:: Supplied information

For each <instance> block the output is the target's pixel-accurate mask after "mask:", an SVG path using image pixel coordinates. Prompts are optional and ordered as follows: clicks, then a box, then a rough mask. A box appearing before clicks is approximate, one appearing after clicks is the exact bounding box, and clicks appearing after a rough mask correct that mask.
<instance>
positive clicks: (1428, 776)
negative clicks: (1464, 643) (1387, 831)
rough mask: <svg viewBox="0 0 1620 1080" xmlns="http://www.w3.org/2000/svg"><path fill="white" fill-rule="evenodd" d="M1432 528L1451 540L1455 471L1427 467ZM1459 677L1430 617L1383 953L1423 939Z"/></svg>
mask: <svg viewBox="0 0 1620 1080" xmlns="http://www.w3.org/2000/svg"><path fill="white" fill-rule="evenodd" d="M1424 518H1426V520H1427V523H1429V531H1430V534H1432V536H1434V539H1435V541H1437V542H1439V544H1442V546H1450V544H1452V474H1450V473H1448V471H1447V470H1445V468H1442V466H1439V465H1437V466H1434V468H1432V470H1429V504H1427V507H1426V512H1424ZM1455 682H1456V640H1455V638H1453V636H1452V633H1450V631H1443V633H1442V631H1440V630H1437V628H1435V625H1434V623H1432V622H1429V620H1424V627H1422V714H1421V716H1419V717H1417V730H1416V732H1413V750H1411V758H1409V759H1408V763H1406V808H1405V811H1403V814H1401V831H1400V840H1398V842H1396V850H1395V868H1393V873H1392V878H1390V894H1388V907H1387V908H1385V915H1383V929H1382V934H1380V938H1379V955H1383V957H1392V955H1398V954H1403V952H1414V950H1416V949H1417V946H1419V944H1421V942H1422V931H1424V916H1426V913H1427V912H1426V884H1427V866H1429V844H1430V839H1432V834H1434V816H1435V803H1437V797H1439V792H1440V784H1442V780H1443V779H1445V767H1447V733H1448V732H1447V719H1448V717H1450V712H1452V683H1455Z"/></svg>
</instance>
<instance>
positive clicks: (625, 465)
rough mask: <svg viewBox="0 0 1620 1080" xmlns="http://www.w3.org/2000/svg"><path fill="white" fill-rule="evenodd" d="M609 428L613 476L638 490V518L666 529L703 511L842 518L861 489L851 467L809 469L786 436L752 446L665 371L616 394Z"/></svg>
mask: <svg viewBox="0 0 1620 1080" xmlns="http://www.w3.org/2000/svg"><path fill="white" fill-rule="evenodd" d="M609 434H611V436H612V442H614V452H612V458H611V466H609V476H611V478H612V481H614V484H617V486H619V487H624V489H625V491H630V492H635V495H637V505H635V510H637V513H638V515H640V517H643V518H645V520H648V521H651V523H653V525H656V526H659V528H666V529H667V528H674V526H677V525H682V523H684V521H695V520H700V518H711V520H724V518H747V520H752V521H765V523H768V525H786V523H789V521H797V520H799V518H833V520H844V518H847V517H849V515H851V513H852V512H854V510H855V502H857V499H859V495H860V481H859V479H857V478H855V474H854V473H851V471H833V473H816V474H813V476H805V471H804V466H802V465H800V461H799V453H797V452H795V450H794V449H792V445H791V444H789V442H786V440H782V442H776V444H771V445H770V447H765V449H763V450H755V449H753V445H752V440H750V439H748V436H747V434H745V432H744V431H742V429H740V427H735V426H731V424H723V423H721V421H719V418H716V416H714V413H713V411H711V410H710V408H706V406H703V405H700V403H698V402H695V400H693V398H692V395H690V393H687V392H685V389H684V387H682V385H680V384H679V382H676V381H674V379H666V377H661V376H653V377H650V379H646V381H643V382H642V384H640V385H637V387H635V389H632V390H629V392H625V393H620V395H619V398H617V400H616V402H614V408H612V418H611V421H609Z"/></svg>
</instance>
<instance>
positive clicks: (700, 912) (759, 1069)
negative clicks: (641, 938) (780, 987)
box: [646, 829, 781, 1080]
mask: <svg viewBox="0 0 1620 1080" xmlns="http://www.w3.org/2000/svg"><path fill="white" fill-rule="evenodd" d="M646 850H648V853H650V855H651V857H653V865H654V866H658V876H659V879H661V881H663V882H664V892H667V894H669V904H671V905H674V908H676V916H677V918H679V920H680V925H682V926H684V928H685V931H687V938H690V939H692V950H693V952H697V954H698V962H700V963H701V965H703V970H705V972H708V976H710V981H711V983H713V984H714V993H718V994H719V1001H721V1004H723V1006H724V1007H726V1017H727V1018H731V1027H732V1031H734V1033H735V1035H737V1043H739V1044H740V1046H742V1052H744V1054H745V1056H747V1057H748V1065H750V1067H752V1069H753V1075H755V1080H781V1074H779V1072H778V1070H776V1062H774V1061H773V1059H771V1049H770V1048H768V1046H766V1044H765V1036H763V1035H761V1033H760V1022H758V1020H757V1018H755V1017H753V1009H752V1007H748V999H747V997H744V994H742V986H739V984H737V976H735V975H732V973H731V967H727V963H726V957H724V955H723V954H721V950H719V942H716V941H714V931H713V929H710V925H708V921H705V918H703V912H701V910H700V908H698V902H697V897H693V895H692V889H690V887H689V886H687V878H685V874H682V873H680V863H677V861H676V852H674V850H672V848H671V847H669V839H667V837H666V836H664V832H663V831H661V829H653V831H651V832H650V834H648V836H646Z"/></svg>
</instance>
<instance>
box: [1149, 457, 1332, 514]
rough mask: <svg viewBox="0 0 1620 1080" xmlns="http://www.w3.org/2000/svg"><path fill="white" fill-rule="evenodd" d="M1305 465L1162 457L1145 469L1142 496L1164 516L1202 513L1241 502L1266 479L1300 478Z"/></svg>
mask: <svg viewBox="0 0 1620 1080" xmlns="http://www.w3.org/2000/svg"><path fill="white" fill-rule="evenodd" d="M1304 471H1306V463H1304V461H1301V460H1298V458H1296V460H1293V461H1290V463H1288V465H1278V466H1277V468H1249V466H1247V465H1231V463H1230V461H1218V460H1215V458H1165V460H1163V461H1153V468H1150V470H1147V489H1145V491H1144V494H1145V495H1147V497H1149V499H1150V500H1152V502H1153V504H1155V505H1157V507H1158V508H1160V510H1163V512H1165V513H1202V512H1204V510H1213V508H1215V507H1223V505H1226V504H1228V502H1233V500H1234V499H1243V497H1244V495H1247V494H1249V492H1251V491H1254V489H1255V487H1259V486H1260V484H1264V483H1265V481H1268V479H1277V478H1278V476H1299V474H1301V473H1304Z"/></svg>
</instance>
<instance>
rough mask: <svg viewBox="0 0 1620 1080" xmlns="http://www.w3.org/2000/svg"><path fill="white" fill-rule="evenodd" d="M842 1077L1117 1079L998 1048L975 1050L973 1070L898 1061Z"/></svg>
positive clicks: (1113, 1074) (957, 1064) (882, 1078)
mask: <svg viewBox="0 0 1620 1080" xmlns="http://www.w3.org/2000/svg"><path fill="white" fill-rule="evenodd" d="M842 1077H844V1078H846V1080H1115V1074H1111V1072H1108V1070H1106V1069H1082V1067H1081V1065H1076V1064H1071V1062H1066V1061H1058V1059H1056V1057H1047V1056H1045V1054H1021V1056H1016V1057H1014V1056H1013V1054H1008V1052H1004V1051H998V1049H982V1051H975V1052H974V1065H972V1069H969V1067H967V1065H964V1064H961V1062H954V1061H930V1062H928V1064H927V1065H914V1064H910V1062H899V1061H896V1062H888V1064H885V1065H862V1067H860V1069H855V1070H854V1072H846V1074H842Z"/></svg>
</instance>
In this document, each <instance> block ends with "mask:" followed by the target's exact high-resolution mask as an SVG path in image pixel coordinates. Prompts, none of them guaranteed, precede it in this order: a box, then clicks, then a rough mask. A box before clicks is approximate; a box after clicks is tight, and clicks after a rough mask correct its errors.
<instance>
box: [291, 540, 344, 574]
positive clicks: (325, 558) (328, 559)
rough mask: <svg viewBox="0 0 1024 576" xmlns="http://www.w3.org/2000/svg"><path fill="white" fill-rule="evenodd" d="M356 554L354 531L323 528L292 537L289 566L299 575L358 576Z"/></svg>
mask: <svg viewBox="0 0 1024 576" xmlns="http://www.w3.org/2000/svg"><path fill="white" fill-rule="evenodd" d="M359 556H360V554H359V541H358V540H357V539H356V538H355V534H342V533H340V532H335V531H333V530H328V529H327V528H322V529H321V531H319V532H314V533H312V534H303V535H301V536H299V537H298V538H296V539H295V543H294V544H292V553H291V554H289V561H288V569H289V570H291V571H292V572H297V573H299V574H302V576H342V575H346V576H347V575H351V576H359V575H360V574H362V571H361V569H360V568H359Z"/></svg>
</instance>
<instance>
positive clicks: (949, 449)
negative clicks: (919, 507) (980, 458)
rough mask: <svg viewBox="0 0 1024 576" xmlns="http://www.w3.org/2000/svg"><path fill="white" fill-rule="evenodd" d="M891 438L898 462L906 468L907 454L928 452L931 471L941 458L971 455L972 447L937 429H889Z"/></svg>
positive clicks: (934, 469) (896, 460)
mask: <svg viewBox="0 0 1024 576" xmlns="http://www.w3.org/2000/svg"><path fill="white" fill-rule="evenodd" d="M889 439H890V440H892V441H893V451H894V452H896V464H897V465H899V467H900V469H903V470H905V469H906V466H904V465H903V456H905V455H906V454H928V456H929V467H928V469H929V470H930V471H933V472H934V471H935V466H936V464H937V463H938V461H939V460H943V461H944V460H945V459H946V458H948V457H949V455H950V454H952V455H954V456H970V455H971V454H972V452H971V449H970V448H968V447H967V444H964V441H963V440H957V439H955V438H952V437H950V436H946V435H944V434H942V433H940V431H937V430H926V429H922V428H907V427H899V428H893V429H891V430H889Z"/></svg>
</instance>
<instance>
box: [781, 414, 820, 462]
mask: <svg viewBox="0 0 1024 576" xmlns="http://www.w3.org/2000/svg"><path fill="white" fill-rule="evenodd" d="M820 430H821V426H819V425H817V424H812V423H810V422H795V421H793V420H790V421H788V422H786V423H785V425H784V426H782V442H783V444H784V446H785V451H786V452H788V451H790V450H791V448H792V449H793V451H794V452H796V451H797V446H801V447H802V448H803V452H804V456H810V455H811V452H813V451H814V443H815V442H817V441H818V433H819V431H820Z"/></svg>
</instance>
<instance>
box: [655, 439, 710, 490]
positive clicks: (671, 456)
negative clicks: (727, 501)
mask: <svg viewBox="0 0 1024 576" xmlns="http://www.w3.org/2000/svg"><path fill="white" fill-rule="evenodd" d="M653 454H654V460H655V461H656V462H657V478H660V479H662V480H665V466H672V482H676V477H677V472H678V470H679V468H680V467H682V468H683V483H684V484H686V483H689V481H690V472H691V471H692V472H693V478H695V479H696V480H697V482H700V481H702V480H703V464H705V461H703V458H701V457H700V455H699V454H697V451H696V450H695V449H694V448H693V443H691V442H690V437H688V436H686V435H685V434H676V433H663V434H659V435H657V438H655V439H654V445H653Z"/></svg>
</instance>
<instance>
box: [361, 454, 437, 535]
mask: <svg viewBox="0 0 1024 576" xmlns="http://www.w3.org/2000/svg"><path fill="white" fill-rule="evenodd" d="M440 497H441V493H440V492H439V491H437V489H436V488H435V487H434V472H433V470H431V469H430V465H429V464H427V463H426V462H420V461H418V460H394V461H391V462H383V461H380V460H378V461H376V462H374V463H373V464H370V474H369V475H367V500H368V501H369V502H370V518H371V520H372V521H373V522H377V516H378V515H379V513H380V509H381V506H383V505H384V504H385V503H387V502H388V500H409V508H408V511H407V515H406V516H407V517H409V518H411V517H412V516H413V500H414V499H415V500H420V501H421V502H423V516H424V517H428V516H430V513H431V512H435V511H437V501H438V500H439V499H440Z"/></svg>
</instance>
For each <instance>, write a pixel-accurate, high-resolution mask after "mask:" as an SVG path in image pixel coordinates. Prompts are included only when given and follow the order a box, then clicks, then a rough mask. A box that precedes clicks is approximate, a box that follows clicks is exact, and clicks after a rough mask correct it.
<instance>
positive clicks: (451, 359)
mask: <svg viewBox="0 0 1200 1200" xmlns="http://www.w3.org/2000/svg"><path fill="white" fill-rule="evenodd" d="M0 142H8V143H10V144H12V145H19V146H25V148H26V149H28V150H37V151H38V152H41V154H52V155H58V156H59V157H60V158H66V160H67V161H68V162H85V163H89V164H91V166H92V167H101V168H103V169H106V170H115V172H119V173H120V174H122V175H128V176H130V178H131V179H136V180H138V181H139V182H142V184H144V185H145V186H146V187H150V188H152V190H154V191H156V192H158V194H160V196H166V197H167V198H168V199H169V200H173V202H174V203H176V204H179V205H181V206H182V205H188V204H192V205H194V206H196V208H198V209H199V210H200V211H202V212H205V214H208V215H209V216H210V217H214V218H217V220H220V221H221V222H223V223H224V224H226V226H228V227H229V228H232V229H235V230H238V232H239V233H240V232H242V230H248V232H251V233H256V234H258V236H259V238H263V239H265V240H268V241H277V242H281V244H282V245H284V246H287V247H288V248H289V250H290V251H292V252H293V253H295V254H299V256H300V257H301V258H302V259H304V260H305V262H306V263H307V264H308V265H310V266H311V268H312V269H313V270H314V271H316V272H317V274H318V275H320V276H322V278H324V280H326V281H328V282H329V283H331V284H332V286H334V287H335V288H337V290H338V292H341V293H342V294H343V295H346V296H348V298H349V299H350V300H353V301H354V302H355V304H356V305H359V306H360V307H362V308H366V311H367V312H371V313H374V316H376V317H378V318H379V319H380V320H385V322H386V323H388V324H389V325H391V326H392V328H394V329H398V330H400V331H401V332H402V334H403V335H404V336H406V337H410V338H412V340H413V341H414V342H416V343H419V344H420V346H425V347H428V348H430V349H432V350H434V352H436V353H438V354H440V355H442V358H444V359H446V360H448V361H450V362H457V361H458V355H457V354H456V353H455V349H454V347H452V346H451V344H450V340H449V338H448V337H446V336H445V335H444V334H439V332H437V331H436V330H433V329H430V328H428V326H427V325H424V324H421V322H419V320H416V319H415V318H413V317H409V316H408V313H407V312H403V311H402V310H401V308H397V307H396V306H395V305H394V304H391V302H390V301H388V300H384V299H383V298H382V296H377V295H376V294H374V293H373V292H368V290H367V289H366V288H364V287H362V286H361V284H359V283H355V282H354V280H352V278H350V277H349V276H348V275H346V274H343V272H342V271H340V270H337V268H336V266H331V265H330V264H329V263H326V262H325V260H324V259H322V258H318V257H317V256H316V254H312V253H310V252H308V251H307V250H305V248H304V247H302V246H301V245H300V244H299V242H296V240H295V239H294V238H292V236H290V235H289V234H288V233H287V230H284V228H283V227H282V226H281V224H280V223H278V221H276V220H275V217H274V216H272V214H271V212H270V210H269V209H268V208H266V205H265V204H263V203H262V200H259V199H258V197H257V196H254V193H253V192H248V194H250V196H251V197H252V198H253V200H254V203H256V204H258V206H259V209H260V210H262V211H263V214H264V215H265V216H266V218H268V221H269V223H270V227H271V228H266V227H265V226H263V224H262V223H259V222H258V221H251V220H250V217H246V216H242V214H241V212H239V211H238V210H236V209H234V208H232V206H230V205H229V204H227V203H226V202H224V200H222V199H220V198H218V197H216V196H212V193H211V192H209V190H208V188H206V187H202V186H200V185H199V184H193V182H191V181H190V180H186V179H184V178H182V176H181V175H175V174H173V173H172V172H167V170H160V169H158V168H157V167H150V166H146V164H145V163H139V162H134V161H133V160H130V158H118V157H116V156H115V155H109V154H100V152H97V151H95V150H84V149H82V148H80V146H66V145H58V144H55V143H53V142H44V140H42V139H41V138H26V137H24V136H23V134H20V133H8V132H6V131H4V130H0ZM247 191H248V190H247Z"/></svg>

::::

■ Task directions: Find the lines in the records that contain the word "Prompts", then copy every one of them.

■ Final answer:
For each <instance> block the output is the target's pixel-accurate mask after "mask:", an SVG path using image pixel coordinates. Prompts are optional and ordered as follows: clicks, then a box, then a rough mask. A box appearing before clicks is approximate, one appearing after clicks is the exact bounding box, and clicks appearing after a rough mask correct that mask.
In this document, each <instance> block ends with "mask:" followed by the target's exact high-resolution mask as an SVG path in image pixel coordinates. Prompts, none of them guaranteed, precede it in this order: a box, then clicks, then a rough mask. A box before clicks is approximate; a box after clicks is tight, and clicks after a rough mask correct its errors.
For each <instance>, write a pixel-accurate, high-resolution mask after "mask:" as an SVG path in image pixel coordinates. Prompts are included only when given and follow the order a box, then clicks, then a rough mask. A box that precedes clicks is approximate, a box that follows clicks is exact, and clicks after a rough mask correct it.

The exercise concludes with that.